Record extracts Start Marker

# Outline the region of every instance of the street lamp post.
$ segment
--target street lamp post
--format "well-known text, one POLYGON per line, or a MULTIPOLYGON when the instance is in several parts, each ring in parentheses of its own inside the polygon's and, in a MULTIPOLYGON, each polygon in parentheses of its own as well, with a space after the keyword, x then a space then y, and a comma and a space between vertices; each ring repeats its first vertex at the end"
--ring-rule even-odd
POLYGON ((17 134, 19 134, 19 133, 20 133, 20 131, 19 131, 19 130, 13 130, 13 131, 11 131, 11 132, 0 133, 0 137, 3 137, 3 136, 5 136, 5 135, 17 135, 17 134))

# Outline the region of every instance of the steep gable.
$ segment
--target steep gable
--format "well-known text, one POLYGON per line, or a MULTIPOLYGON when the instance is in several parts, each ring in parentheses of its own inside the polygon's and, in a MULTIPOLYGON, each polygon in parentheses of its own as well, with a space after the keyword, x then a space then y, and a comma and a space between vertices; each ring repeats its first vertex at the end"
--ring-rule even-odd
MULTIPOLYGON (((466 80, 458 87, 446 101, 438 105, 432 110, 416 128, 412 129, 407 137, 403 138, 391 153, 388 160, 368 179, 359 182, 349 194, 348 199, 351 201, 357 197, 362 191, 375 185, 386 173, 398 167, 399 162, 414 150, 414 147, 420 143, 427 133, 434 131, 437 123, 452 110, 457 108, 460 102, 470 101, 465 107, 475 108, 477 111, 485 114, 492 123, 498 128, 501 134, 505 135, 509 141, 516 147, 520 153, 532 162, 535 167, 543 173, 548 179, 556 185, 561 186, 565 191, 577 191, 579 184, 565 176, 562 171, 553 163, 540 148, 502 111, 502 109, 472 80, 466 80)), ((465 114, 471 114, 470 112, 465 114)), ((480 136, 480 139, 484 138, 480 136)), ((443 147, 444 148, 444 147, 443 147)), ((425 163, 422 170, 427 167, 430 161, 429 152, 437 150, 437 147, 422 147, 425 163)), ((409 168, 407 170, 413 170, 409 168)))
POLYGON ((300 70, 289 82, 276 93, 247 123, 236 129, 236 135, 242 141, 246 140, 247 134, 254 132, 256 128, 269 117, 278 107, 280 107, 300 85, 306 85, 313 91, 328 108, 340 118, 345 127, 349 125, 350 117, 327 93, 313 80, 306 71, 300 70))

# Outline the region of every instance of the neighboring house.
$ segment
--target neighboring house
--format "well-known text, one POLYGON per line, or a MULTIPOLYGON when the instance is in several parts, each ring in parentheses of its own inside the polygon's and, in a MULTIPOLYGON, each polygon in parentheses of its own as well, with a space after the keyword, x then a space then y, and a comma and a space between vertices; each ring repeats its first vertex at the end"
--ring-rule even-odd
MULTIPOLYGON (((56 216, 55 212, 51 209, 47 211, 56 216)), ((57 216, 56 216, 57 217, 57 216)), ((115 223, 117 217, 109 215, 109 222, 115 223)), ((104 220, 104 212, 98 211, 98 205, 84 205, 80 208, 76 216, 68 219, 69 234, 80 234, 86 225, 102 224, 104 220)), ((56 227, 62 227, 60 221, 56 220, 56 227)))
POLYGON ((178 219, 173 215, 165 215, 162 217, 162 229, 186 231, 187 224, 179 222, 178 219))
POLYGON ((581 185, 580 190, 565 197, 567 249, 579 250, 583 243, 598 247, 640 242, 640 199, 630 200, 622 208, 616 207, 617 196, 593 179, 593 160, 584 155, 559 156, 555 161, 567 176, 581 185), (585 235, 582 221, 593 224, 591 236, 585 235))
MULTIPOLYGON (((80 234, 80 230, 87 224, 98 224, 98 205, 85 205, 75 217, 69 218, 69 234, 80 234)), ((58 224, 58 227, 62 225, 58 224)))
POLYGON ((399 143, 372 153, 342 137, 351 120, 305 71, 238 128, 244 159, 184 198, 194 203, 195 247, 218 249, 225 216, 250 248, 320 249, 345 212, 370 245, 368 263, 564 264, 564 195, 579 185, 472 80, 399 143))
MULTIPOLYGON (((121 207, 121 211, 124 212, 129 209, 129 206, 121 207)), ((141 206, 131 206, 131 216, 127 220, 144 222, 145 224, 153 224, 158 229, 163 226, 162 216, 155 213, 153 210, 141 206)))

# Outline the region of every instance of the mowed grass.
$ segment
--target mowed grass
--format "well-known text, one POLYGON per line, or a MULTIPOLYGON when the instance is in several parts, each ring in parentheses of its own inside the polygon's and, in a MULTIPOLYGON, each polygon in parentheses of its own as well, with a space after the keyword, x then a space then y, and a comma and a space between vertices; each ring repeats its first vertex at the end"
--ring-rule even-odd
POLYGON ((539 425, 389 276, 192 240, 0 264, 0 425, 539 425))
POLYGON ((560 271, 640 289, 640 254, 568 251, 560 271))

Record extracts End Marker

Your answer must consist of every line above, reproduced exactly.

# Outline the region of every instance of the street lamp post.
$ segment
--target street lamp post
--format "well-known text, one POLYGON per line, or a MULTIPOLYGON when the instance is in several parts, each ring in parentheses of its own inside the polygon's and, in a MULTIPOLYGON, each polygon in parentheses of its own as well, with a space after the keyword, x then a space then y, and a comma and a space between vertices; each ring repeats its first vertex at the end"
--ring-rule even-odd
POLYGON ((17 134, 19 134, 19 133, 20 133, 20 131, 19 131, 19 130, 13 130, 13 131, 11 131, 11 132, 0 133, 0 137, 3 137, 3 136, 5 136, 5 135, 17 135, 17 134))

# Outline the region of every instance of the steep gable.
$ segment
--target steep gable
--format "well-known text, one POLYGON per line, or a MULTIPOLYGON when the instance is in several parts, each ring in parentheses of its own inside the polygon's and, in a MULTIPOLYGON, each polygon in parentheses of its own as well, with a space after the keyword, x then a space then y, and a comma and a space between vertices; each ring repeats its first vertex at the end"
--ring-rule even-odd
MULTIPOLYGON (((466 80, 458 87, 446 101, 438 105, 432 110, 416 128, 412 129, 407 137, 403 138, 391 153, 388 160, 368 179, 359 182, 349 194, 348 199, 351 201, 357 197, 362 191, 375 185, 386 173, 398 167, 399 162, 414 150, 414 147, 420 143, 427 133, 434 131, 437 123, 452 110, 457 108, 460 102, 470 101, 465 107, 475 108, 477 111, 485 114, 492 123, 498 128, 501 134, 505 135, 509 141, 516 147, 520 153, 532 162, 535 167, 543 173, 548 179, 556 185, 561 186, 565 191, 577 191, 579 184, 565 176, 562 171, 553 163, 540 148, 502 111, 502 109, 472 80, 466 80)), ((465 114, 471 114, 470 112, 465 114)), ((480 136, 480 139, 484 138, 480 136)), ((443 147, 444 148, 444 147, 443 147)), ((425 163, 422 170, 427 167, 430 161, 429 152, 437 150, 437 147, 422 147, 425 163)), ((409 168, 407 170, 413 170, 409 168)))
POLYGON ((300 70, 289 82, 276 93, 247 123, 236 129, 236 135, 242 141, 246 140, 247 134, 254 132, 256 128, 269 117, 278 107, 280 107, 300 85, 306 85, 313 91, 328 108, 340 118, 345 127, 349 125, 350 117, 327 93, 313 80, 306 71, 300 70))

# Outline the region of every instance of the neighboring house.
$ segment
--target neighboring house
--format "well-known text, one POLYGON per line, or a MULTIPOLYGON when the instance is in several parts, each ring in parentheses of its own inside the polygon's and, in a MULTIPOLYGON, each polygon in parentheses of its own as well, with a space after the keyword, x then a space then y, and a comma and a space between vertices; each ring repeats its first vertex at the end"
--ring-rule even-odd
MULTIPOLYGON (((56 216, 55 212, 51 209, 47 211, 56 216)), ((57 216, 56 216, 57 217, 57 216)), ((115 223, 117 217, 109 215, 109 222, 115 223)), ((104 220, 104 212, 98 211, 98 205, 84 205, 80 208, 76 216, 68 219, 69 234, 80 234, 86 225, 102 224, 104 220)), ((56 227, 62 227, 60 221, 56 220, 56 227)))
POLYGON ((178 219, 173 215, 165 215, 162 217, 162 229, 186 231, 187 224, 179 222, 178 219))
POLYGON ((581 185, 580 190, 565 197, 567 249, 579 250, 583 243, 598 247, 640 242, 640 199, 630 200, 622 208, 616 207, 617 196, 593 179, 593 160, 584 155, 559 156, 555 161, 567 176, 581 185), (585 235, 582 221, 593 224, 591 236, 585 235))
MULTIPOLYGON (((80 234, 80 230, 87 224, 98 224, 98 205, 85 205, 75 217, 69 218, 69 234, 80 234)), ((58 224, 58 227, 62 225, 58 224)))
POLYGON ((399 143, 372 153, 342 137, 351 120, 305 71, 238 128, 244 159, 184 198, 194 203, 195 247, 218 249, 225 216, 250 248, 320 249, 345 212, 370 245, 368 263, 564 264, 564 195, 579 185, 472 80, 399 143))
MULTIPOLYGON (((121 207, 121 211, 124 212, 129 209, 129 206, 121 207)), ((141 206, 131 206, 131 216, 127 220, 144 222, 145 224, 153 224, 158 229, 163 226, 162 216, 155 213, 153 210, 141 206)))

# Outline the region of every instance of the mowed grass.
$ segment
--target mowed grass
--format "well-known text, one POLYGON per line, or a MULTIPOLYGON when the instance is in several parts, each ring in parentheses of its own inside the polygon's and, in a MULTIPOLYGON, each polygon in parentheses of its own as well, with a space after the keyword, x then a space then y, and a comma and a space between vertices; each ring repeats its first vertex at the end"
--ring-rule even-odd
POLYGON ((539 425, 389 276, 192 240, 0 264, 0 425, 539 425))
POLYGON ((560 271, 640 289, 640 254, 568 251, 560 271))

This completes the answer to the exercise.